→ Tasks for this exercise
1 – According to the winery profiles, in what year did the Bayliss family buy the Ghost Hill Cellars land?
2 – Retype the winery profiles from "Elk Cove: A" up to and including "glass of wine.".

Elk Cove: A Study In Audacity
In 1974 Pat and Joe Campbell moved to a rugged sprawl of land on the hills near Gaston. They had three children, a house trailer, and a notion that the rocky soil that resisted efforts to grow fruit trees and grains could be persuaded to yield wine grapes. Forty years later, their audacious experiment is one of Oregon’s most distinctive wineries, and still very much a family affair: Pat and Joe’s son Adam, now winemaker/co-owner, crafts multiple 90+ point vintages; his younger sister Anna is the winery’s creative director. Much of the estate remains covered in evergreen forests and soaring oak trees, providing ample habitat for wildlife and a matchless setting for a glass of wine.
Named for: a herd of elk that wintered on the land during the Campbell’s first year there
Must try: their single-block Roosevelt Pinot Noir
Ghost Hill Cellars: Living History
Mike and Drenda Bayliss were spring cleaning the barn when they found two bottles of amber liquid. “My dad and a neighbour had a still during Prohibition,” Mike explains with a wry grin. “The neighbour had a milk route. He’d deliver the milk and something to go with it.” The Bayliss family bought the Ghost Hill Cellars land in 1906 and he’s the third generation to farm it. Through the years they grew wheat, oats, corn and hay – some of which went to make bootleg whiskey – and raised sheep and cattle. Mike wanted to plant grapes in the ’70s but his father thought wine was “silly”. Years later, Drenda and Mike realized that wine grapes were their best chance to keep the land as a working farm. Whatever old man Bayliss might think, he’d be proud to see another generation coaxing good spirits from the land.

Stored data entries
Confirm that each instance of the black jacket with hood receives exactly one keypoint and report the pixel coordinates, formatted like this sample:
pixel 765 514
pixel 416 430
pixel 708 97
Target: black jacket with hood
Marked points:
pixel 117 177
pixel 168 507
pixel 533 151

→ Outputs by task
1 – 1906

2 –
Elk Cove: A Study In Audacity
In 1974 Pat and Joe Campbell moved to a rugged sprawl of land on the hills near Gaston. They had three children, a house trailer, and a notion that the rocky soil that resisted efforts to grow fruit trees and grains could be persuaded to yield wine grapes. Forty years later, their audacious experiment is one of Oregon’s most distinctive wineries, and still very much a family affair: Pat and Joe’s son Adam, now winemaker/co-owner, crafts multiple 90+ point vintages; his younger sister Anna is the winery’s creative director. Much of the estate remains covered in evergreen forests and soaring oak trees, providing ample habitat for wildlife and a matchless setting for a glass of wine.